Top of Dataset records

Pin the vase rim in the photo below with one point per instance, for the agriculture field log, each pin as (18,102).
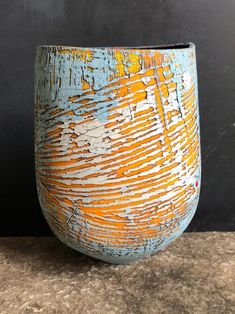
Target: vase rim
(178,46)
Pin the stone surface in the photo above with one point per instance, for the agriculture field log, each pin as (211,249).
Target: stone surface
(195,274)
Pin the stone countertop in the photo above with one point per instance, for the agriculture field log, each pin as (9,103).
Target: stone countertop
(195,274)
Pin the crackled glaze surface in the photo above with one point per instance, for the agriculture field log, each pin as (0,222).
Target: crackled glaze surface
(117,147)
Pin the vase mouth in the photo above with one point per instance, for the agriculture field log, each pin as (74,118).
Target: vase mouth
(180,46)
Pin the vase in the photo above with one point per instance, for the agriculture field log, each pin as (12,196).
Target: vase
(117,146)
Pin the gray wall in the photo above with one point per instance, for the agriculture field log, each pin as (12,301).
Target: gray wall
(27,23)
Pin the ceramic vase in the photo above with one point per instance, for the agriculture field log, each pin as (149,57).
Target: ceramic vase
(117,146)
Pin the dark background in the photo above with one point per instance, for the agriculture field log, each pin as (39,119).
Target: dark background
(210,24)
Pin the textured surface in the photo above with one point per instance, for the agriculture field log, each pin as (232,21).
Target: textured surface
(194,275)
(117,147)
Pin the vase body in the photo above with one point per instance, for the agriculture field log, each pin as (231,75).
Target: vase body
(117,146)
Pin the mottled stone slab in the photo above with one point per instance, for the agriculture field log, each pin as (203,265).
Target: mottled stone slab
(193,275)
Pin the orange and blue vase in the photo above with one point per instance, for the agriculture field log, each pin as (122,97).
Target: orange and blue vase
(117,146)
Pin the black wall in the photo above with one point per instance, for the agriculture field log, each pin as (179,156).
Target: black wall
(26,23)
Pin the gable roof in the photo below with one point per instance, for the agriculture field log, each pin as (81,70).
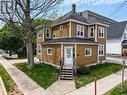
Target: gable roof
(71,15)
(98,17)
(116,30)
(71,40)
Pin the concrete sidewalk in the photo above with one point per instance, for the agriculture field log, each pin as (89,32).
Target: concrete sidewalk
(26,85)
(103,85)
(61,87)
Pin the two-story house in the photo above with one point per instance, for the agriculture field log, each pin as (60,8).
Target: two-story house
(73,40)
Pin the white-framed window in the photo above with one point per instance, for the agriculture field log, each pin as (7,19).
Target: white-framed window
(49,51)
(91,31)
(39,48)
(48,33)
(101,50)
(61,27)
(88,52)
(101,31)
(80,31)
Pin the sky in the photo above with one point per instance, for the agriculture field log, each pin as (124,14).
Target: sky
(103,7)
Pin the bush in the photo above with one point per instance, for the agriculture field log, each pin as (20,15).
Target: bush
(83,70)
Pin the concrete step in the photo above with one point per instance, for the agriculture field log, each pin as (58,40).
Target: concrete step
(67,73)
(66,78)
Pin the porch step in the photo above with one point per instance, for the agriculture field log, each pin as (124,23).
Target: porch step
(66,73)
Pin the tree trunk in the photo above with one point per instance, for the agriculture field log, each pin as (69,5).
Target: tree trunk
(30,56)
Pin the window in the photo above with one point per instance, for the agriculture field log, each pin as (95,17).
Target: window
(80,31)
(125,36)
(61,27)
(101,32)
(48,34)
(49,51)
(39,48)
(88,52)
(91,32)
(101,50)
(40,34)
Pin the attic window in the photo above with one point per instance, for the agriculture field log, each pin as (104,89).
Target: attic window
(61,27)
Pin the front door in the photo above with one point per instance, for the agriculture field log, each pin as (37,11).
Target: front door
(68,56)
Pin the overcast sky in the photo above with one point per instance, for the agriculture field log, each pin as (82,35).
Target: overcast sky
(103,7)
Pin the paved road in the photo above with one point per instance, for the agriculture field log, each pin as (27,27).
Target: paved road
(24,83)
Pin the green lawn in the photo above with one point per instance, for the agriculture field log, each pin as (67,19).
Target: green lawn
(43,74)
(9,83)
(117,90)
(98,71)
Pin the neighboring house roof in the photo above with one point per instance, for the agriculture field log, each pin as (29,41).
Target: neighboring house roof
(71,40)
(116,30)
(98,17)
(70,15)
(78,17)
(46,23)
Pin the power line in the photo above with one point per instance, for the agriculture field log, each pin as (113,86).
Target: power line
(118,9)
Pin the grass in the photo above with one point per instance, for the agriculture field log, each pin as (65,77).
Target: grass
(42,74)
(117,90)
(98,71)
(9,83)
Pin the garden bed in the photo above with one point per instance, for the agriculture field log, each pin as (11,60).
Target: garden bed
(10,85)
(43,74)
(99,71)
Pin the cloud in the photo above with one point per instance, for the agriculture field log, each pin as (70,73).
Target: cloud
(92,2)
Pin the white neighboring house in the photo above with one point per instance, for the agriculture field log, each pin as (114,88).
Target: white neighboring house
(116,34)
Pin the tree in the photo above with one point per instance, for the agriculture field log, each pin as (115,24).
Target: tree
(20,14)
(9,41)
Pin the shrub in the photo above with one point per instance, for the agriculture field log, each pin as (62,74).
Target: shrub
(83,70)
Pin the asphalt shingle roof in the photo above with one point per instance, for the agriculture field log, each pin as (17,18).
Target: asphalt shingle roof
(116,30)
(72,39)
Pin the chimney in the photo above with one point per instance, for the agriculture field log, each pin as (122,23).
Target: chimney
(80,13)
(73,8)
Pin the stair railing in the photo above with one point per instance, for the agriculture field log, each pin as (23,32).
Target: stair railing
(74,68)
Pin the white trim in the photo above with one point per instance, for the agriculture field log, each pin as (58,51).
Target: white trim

Bottom of Dataset records

Only the lines from the one containing "Target: stair railing" through the end of the entries above belong in the answer; repeat them exactly.

Target: stair railing
(74,68)
Pin the white trim in the photo above with one point per instance, for the agriculture field log, each pin as (58,51).
Target: white trim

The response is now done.